Christof Spannhoff
Woher kommt das einst gebräuchliche Schimpfwort „Galgendieb“? In den Wörterbüchern des 19. Jahrhunderts kann man lesen, dass damit ein Dieb bezeichnet worden sei, der das Erhängen am Galgen als Strafe verdiene. Aber ist das die richtige Erklärung? Die Quellen aus der Zeit, als Schwerverbrecher noch aufgeknüpft wurden, lassen ein anderes Motiv dieser Schmähbezeichnung erkennen.
Im Winter 1694/95 wurde auf dem Holperdorper Schultenhof Varwig im Kirchspiel Lienen in der Grafschaft Tecklenburg Kindtaufe gefeiert. Dazu waren auch Verwandte aus dem gut 20 Kilometer nordöstlich gelegenen Westerkappeln eingeladen. Als sich diese nach ausgiebiger Feier zu Fuß auf den Heimweg machten und am Anwesen des Bauern Sudenfeld im benachbarten Hagen (am Teutoburger Wald) im Hochstift Osnabrück vorüberkamen, begannen sie mit „einem grausamen Geschrey, rufend mit voller Stimme ‚Ihr Hagenschen Galgendiebe, habt ihr nicht dem Gograffen zu Tecklenburg einen Dieb aus dem Galgen gestohlen?‘“ Gemeint war damit der Hinrichtungsplatz auf dem Galgenknapp im benachbarten Kirchspiel Lengerich, der an der Straße nach Osnabrück und etwa 4,5 Kilometer vom Hof Sudenfeld entfernt lag. Und dieser Vorwurf scheint nicht aus der Luft gegriffen gewesen zu sein. Denn 1695 erhob der junge Sudenfeld Klage vor dem Brüchtengericht, Werner Tecklenburg habe ihn als „Galgendieb“ bezichtigt und behauptet, sein verstorbener Vater sei mit dabei gewesen, als sie den Leichnam vom Galgen abgenommen hätten. Hier ist ein „Galgendieb“ also die Beschimpfung für jemanden, der einen Leichnam von der Richtstätte gestohlen hatte.

> _Arbeitsauftrag_
Nenne alle Gebiete, die im Text über das Schimpfwort „Galgendieb“ ausdrücklich als Kirchspiel, Grafschaft oder Hochstift bezeichnet werden. Das Material spielt hierfür keine Rolle.

> _Datensätze aus einer Datensammlung_
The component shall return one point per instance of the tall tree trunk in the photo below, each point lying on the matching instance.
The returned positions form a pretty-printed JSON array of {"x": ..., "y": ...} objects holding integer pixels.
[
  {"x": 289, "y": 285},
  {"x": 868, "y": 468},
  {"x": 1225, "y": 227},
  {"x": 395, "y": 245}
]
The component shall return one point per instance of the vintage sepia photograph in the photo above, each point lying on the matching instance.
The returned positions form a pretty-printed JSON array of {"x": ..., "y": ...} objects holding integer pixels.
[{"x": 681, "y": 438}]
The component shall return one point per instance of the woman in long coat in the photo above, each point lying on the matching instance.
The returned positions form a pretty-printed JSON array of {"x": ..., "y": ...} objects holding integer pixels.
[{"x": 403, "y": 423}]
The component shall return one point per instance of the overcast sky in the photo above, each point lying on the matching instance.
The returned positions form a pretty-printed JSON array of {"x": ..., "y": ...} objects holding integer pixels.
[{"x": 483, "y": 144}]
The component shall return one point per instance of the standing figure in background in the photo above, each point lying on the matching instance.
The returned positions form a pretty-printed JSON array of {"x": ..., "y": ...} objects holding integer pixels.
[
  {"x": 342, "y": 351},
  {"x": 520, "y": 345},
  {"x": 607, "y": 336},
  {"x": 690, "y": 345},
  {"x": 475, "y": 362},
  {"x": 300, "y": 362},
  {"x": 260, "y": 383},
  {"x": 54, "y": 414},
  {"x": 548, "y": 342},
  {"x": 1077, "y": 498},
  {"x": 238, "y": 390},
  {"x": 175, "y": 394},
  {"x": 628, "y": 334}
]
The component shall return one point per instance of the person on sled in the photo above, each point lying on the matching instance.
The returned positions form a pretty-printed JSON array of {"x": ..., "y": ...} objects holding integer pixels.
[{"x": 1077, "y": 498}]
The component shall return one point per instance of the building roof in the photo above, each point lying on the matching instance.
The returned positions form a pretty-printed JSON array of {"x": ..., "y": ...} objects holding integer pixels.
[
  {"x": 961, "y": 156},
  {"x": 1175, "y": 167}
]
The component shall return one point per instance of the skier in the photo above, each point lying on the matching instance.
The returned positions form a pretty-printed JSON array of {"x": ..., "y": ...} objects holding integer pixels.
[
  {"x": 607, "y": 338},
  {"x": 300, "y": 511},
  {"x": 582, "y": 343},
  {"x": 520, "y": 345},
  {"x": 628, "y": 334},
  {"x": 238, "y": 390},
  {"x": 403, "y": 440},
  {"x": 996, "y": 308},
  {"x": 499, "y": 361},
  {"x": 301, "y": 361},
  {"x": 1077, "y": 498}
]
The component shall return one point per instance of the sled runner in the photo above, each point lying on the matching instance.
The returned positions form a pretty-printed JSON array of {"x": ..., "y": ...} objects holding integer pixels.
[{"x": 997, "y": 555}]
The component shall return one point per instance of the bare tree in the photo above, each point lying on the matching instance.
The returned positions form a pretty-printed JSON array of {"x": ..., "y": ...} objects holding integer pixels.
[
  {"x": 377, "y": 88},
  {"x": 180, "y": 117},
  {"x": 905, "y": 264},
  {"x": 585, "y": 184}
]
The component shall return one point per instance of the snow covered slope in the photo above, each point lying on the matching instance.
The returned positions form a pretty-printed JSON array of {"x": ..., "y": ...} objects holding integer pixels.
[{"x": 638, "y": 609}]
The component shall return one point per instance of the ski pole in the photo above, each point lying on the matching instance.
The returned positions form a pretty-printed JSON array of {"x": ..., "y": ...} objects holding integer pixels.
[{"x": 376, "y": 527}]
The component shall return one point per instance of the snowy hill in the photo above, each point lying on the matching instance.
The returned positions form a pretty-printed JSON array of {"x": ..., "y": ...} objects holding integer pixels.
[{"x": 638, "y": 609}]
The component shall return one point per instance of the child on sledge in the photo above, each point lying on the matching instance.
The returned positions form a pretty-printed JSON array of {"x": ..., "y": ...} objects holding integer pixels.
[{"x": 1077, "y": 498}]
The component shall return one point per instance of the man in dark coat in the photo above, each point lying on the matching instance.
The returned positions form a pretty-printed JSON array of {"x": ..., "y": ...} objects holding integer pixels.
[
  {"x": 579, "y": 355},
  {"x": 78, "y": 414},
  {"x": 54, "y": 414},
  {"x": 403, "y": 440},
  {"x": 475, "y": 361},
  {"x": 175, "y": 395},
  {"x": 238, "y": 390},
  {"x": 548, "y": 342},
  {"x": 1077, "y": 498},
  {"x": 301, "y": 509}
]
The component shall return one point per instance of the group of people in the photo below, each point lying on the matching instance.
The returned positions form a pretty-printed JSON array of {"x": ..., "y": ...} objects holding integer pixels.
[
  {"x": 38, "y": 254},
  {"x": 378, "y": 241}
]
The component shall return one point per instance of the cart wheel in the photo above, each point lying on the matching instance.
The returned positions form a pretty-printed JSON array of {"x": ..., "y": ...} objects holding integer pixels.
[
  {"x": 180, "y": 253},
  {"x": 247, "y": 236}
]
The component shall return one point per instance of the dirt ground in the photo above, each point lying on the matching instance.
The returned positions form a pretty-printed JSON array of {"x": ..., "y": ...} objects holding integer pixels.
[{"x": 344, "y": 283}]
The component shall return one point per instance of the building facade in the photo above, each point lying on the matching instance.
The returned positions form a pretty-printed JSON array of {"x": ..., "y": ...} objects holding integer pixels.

> _Lösung_
Kirchspiel Lienen, Grafschaft Tecklenburg, Hochstift Osnabrück, Kirchspiel Lengerich